# Given task
In the records below, replace each occurrence of "axis-aligned rectangle" with "axis-parallel box" and reproduce every line otherwise unchanged.
━━━━━ Supplied data
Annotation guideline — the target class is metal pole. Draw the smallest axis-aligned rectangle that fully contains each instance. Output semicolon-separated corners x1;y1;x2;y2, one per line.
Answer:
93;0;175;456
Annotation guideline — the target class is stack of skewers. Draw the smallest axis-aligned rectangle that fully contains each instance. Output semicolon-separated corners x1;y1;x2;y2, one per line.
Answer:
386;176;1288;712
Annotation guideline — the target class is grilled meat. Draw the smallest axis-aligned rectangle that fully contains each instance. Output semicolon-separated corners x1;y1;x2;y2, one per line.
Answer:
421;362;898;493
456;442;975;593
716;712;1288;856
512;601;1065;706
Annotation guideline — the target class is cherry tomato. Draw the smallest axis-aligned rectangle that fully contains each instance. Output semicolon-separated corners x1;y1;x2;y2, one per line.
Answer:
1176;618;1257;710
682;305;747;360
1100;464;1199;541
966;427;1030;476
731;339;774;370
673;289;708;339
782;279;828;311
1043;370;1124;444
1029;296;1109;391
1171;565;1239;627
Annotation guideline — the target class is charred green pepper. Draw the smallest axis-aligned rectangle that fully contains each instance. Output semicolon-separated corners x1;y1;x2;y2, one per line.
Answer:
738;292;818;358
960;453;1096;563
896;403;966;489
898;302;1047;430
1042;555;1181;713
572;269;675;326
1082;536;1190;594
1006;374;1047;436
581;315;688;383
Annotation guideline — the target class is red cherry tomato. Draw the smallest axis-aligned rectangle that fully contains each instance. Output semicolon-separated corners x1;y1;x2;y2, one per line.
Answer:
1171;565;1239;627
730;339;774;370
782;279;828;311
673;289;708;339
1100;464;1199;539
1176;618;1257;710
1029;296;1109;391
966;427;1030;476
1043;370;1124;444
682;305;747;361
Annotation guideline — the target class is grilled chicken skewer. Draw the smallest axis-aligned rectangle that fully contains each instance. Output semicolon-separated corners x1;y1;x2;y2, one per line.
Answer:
━━━━━━━━━━
# Solution to this exercise
Annotation guideline — the target class is metal pole. Draw the smallest axis-parallel box that fully contains each instance. Output semicolon-separated corners x1;y1;x2;y2, one per line.
Answer:
93;0;175;456
Annotation guideline — the target class is stack of skewers. Draw the smallest axis-parallel box that fully contains each instance. Output semicolon-separated corners x1;y1;x2;y2, one per line.
Answer:
386;176;1288;712
Annotation guideline — the target class is grilled meat. Draw the smallest axis-parallel box that fully contains each instance. Output semicolon-separated corners x1;y1;x2;y2, one per line.
Answer:
421;362;898;493
456;442;975;593
716;712;1288;856
512;601;1065;706
Annotation guideline — the target class is cherry tomato. Draw the smallest axis-parallel box that fully contains each instance. Output semicolon-separated corners x1;y1;x2;y2, one per line.
Answer:
1176;618;1257;710
682;305;747;360
1100;464;1199;541
966;427;1030;476
731;339;774;370
673;289;708;339
782;279;828;311
1043;370;1124;444
1029;296;1109;391
1171;565;1239;627
Annotation guideline — the target class is charred green pepper. Draw the smallest axis-parallel box that fully contains each instance. Output semicolon-separated corners x1;y1;x2;y2, one per line.
Answer:
738;292;818;358
960;453;1096;563
896;403;966;489
898;302;1047;430
1042;555;1181;713
572;269;675;326
1082;536;1190;594
1006;374;1047;436
581;315;688;383
Annotation guideline — the target class is red cherry tomato. Draw the smallest axis-parallel box that fully contains each instance. Output semicolon-separated corners x1;y1;x2;y2, one per line.
Answer:
1171;565;1239;627
730;339;774;370
782;279;828;311
673;289;708;339
1100;464;1199;539
1176;618;1257;710
1029;296;1109;391
966;427;1030;476
1043;370;1124;444
682;305;747;361
Annotation guideline — the target class is grilled chicken skewer. Draw the smallest axis-parallel box that fully contains each instance. Output semicolon-separated corners x1;y1;x2;y2, one per line.
Answer:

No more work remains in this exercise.